DATA RECORDS:

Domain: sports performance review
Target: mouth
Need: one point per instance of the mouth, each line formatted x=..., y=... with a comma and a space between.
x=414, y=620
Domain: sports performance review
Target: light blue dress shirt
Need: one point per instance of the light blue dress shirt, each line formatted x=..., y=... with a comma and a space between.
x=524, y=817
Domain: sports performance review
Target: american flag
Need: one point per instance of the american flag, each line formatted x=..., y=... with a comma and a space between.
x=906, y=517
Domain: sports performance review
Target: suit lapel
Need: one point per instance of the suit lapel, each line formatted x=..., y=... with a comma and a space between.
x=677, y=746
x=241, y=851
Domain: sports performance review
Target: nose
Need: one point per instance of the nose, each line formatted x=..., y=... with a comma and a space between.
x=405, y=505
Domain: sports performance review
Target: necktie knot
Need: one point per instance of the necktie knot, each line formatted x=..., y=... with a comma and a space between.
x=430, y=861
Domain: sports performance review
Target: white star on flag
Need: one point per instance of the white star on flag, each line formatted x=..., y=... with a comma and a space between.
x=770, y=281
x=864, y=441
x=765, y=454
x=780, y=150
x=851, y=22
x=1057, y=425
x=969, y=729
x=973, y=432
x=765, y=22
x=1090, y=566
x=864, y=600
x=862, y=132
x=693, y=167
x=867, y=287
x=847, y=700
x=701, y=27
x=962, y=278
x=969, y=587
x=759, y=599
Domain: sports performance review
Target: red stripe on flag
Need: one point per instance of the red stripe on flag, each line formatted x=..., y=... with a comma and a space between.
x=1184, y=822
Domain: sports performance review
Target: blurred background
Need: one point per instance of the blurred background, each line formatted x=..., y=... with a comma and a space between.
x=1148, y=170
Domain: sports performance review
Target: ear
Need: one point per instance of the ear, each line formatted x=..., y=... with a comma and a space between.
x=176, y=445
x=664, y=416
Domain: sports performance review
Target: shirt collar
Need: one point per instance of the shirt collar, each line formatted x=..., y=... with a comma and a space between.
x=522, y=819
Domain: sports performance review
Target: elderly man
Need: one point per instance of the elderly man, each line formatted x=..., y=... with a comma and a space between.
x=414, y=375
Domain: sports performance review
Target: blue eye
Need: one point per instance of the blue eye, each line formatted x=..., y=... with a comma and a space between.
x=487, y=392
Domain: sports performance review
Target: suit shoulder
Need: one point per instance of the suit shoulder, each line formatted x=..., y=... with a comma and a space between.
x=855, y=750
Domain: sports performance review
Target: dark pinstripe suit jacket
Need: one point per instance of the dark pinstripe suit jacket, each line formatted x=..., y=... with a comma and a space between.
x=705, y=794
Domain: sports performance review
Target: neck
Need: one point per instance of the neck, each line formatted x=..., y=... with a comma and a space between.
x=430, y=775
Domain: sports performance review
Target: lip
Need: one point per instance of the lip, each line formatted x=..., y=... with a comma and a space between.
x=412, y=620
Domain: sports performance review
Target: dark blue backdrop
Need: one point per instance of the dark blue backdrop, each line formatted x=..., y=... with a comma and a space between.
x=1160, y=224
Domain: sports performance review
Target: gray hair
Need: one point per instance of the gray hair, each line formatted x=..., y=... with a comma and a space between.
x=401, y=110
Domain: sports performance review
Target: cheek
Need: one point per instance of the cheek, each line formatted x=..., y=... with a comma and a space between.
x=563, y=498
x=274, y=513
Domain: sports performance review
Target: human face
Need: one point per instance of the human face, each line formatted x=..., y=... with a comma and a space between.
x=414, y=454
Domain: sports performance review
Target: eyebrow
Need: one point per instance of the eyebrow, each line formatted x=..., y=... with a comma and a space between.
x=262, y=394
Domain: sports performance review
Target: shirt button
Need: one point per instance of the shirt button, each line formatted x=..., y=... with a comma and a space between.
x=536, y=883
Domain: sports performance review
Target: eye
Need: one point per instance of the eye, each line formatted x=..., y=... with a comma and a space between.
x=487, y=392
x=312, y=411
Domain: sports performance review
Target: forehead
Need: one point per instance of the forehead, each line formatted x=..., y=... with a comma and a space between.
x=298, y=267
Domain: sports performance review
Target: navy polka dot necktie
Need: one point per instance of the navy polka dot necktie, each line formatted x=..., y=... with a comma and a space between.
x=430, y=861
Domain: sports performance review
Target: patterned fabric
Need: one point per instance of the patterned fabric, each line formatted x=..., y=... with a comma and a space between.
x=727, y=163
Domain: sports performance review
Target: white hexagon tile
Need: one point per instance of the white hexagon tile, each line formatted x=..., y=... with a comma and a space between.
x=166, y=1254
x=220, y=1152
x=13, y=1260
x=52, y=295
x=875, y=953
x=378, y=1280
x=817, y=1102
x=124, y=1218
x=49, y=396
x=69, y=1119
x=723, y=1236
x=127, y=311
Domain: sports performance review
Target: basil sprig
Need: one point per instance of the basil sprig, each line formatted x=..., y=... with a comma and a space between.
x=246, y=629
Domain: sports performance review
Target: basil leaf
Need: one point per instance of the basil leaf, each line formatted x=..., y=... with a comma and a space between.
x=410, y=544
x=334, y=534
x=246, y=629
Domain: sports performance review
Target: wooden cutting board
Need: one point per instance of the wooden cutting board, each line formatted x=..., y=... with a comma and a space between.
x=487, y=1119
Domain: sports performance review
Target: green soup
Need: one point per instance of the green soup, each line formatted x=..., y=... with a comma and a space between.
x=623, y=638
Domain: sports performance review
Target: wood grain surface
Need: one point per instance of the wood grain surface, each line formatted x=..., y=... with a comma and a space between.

HOW TO COMPLETE THIS TASK: Write out every line of the records exactly.

RESPONSE TO THIS TASK:
Domain: sports performance review
Target: mouth
Need: one point per instance of the mouth, each line formatted x=..., y=... with a comma and a space between.
x=414, y=620
Domain: sports performance review
Target: light blue dress shirt
Need: one point per instance of the light blue dress shirt, each line formatted x=..., y=... with a comma and a space between.
x=524, y=817
Domain: sports performance review
Target: american flag
Need: one point per instance of the american flag, each line formatted x=..., y=... with a comma and a space between.
x=906, y=517
Domain: sports performance review
Target: suit lapel
Need: one point per instance of the suit lapel, each line formatted x=..., y=... with a comma and a space between.
x=677, y=746
x=241, y=851
Domain: sports performance review
Target: nose
Need: one point per instance of the nose, each line formatted x=..., y=... with a comma and a space between.
x=405, y=505
Domain: sports performance review
Target: necktie knot
Need: one point per instance of the necktie knot, each line formatted x=..., y=... with a comma and a space between.
x=430, y=861
Domain: sports performance review
Target: white star on flag
Need: one point per instance of the white star on flag, each line formatted x=..., y=... with a comma and a space between.
x=770, y=281
x=864, y=441
x=765, y=454
x=780, y=150
x=851, y=22
x=1057, y=425
x=969, y=729
x=973, y=432
x=765, y=22
x=1090, y=566
x=864, y=600
x=862, y=132
x=693, y=167
x=867, y=287
x=847, y=700
x=701, y=27
x=962, y=278
x=969, y=587
x=759, y=599
Domain: sports performance review
Target: red stripe on flag
Need: one point per instance of the red stripe on flag, each line formatted x=..., y=... with a comma and a space between.
x=1184, y=822
Domain: sports performance review
Target: blurred background
Need: one point per instance of the blurred background, each line formatted x=..., y=... with a comma and a space between.
x=1148, y=170
Domain: sports performance review
Target: ear
Need: one point per instance of the ear, each line formatted x=..., y=... with a comma and a space between.
x=176, y=445
x=664, y=416
Domain: sports performance review
Target: shirt collar
Need: one point per instance of the shirt collar, each line formatted x=..., y=... with a comma and a space between.
x=522, y=819
Domain: sports performance review
Target: elderly man
Need: one point per instance of the elderly man, each line formatted x=..., y=... with a comma and a space between.
x=414, y=375
Domain: sports performance review
Target: blue eye
Need: one point per instance of the blue eye, each line formatted x=..., y=... with a comma and a space between.
x=487, y=392
Domain: sports performance review
Target: suit shoulder
Need: one point per instance of the suit shoulder, each line formatted x=..., y=... with a comma and a space between.
x=855, y=750
Domain: sports performance review
Target: dark pinstripe suit jacket
Need: one point per instance of the dark pinstripe suit jacket, each line formatted x=..., y=... with a comma and a space between.
x=705, y=794
Domain: sports performance review
Target: neck
Need: one point per instance of the neck, each line formatted x=..., y=... with a comma and a space between.
x=430, y=775
Domain: sports performance review
Target: lip
Need: one point per instance of the lip, each line formatted x=..., y=... with a comma and a space between.
x=412, y=620
Domain: sports performance review
Target: dark blue backdrop
Need: one point per instance of the dark blue backdrop, each line formatted x=..., y=... with a comma and a space between.
x=1160, y=224
Domain: sports performance review
Target: gray hair
Need: one point per instance of the gray hair, each line formatted x=..., y=... with a comma and a space between.
x=401, y=110
Domain: sports performance review
Target: cheek
Need: one point per instance of the cheek, each line formatted x=..., y=... with a comma and a space between.
x=563, y=498
x=274, y=513
Domain: sports performance review
Target: human face
Need: one point per instance of the human face, each line formatted x=..., y=... with a comma and a space between.
x=414, y=454
Domain: sports performance review
Target: eyebrow
Need: one point per instance of the eyebrow, each line formatted x=..., y=... with a comma and a space between.
x=262, y=394
Domain: sports performance review
Target: shirt button
Need: one point per instance of the shirt button, each line formatted x=..., y=... with a comma and a space between.
x=536, y=883
Domain: sports performance review
Target: eye
Need: one point per instance of the eye, each line formatted x=..., y=... with a comma and a space between.
x=487, y=392
x=312, y=411
Domain: sports performance review
Target: forehead
Need: one point per instance of the forehead, each line formatted x=..., y=... with a comma and a space between.
x=298, y=267
Domain: sports performance review
Target: navy polka dot necktie
Need: one point per instance of the navy polka dot necktie, each line formatted x=..., y=... with a comma and a space between.
x=430, y=861
Domain: sports performance review
Target: patterned fabric
Need: one point per instance of the patterned fabric, each line formatted x=..., y=... with a comma and a space between.
x=727, y=163
Domain: sports performance review
Target: white hexagon tile
Need: one point per instance of the white hexagon tile, each line formatted x=..., y=... with a comma and a space between.
x=166, y=1254
x=220, y=1152
x=13, y=1260
x=52, y=295
x=875, y=953
x=378, y=1280
x=817, y=1102
x=124, y=1218
x=49, y=396
x=69, y=1119
x=723, y=1236
x=127, y=311
Domain: sports performance review
Target: basil sprig
Need: one point per instance of the basil sprig, each line formatted x=..., y=... with a comma and a space between.
x=246, y=629
Domain: sports performance review
Target: basil leaf
Need: one point per instance of the basil leaf, each line formatted x=..., y=... with a comma and a space between.
x=410, y=544
x=334, y=534
x=246, y=629
Domain: sports performance review
Target: wooden cutting board
Need: one point per instance of the wooden cutting board, each line formatted x=..., y=... with a comma and a space between.
x=487, y=1119
Domain: sports performance review
Target: green soup
Need: one point per instance of the green soup, each line formatted x=..., y=... with a comma and a space between.
x=623, y=638
Domain: sports performance review
Target: wood grain surface
Need: one point per instance of the wood grain surface, each line formatted x=..., y=... with a comma and a space between.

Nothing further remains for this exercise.